Which lines of the data below contain the string "strut", matching case? Copy each of those lines in full.

[Region outline entries]
== == ==

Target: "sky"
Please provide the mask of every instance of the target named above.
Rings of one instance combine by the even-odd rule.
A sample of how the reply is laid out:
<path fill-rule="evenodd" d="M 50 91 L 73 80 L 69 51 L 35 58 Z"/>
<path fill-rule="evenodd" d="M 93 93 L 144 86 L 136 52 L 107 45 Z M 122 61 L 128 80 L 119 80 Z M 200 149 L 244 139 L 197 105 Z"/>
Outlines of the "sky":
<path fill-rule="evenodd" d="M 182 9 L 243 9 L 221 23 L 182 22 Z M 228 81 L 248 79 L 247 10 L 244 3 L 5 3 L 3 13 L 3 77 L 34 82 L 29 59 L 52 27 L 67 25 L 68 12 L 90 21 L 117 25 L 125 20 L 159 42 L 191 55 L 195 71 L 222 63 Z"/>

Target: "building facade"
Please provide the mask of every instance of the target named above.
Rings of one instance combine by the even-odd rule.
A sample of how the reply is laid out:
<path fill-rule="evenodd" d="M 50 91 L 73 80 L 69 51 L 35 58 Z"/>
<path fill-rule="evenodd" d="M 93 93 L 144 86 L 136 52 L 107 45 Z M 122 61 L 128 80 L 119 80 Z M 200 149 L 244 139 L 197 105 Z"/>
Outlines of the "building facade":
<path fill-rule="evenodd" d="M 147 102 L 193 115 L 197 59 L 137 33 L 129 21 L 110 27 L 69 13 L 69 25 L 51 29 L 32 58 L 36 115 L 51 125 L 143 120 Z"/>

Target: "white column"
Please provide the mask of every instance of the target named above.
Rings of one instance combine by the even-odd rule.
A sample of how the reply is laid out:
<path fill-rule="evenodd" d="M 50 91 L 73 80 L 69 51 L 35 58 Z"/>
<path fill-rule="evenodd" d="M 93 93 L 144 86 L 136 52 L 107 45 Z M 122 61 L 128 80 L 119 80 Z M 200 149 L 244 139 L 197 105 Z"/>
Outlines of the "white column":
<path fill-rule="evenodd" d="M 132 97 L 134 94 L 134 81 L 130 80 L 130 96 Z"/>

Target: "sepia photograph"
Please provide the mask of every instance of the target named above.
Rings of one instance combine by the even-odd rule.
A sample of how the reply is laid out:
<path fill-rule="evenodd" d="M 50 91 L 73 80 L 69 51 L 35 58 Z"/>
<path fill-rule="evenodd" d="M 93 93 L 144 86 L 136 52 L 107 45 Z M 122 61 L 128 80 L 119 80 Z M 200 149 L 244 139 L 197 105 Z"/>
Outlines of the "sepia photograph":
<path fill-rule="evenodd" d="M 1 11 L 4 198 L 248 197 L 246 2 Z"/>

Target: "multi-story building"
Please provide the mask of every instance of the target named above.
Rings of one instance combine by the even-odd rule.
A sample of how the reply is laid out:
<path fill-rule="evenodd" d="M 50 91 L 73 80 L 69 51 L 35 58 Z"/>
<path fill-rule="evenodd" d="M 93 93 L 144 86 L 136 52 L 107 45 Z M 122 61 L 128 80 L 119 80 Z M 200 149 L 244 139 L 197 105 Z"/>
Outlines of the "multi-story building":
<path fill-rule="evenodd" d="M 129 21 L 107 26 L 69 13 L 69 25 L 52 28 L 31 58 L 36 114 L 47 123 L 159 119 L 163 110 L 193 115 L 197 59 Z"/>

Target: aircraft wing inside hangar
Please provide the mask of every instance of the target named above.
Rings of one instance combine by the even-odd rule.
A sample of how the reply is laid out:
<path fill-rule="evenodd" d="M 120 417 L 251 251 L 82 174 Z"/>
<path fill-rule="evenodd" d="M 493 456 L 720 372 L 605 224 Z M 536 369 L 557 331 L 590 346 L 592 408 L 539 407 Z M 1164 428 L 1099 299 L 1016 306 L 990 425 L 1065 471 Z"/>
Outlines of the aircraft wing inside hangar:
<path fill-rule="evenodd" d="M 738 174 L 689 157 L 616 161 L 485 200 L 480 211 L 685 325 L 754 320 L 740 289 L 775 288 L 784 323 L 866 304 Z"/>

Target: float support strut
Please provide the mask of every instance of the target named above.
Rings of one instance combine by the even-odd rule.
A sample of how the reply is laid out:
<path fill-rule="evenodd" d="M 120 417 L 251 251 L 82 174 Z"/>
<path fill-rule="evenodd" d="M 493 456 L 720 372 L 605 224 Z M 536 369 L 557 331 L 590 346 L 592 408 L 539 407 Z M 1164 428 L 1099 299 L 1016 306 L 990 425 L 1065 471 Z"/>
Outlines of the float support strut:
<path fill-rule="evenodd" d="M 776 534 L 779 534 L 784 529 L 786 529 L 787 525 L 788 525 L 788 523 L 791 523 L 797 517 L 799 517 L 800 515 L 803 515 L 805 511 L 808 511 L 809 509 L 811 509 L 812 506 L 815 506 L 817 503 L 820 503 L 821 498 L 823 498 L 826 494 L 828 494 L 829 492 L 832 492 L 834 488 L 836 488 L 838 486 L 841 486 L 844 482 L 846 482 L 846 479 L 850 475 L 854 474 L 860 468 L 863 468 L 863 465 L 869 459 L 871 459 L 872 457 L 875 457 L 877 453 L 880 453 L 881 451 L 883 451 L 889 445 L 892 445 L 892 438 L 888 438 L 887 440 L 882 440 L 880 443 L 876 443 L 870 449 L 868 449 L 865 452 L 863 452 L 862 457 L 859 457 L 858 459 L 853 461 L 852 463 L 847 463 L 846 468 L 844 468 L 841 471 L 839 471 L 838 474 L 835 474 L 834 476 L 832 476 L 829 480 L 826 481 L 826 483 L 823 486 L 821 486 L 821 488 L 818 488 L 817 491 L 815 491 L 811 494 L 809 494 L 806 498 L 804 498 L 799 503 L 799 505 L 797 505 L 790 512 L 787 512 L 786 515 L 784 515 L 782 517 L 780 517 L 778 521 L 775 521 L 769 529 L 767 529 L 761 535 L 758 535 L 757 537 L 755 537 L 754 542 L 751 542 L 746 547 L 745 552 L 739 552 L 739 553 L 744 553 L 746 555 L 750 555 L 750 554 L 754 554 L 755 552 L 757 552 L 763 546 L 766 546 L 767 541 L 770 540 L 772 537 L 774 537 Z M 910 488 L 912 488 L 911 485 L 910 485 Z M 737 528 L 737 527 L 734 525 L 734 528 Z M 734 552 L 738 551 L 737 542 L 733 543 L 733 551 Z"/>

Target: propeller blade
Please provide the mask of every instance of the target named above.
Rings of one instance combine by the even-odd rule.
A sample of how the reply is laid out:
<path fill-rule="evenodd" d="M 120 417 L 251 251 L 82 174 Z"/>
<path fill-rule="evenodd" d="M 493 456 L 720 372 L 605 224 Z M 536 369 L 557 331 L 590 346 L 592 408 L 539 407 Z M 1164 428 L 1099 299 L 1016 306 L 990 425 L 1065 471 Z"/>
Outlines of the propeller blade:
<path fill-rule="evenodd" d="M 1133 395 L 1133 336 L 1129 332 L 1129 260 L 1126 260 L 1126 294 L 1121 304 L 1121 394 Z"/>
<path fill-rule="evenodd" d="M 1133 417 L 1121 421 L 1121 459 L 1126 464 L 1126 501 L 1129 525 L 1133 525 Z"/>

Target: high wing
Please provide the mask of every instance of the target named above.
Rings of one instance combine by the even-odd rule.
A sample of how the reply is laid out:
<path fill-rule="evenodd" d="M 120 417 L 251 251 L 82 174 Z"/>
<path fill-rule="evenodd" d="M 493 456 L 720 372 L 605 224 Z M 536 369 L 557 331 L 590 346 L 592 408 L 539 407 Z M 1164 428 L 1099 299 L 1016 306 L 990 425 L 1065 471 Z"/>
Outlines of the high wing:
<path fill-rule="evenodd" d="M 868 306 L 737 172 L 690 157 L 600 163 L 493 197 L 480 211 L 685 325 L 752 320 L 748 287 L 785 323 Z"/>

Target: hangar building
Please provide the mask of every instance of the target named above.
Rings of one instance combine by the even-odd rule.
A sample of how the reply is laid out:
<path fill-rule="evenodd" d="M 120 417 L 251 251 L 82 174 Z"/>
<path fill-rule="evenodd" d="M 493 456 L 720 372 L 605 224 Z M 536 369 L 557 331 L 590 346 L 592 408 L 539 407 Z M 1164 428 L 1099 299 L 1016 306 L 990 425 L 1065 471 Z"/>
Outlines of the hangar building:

== == ==

# Final answer
Target: float support strut
Outlines of the float support strut:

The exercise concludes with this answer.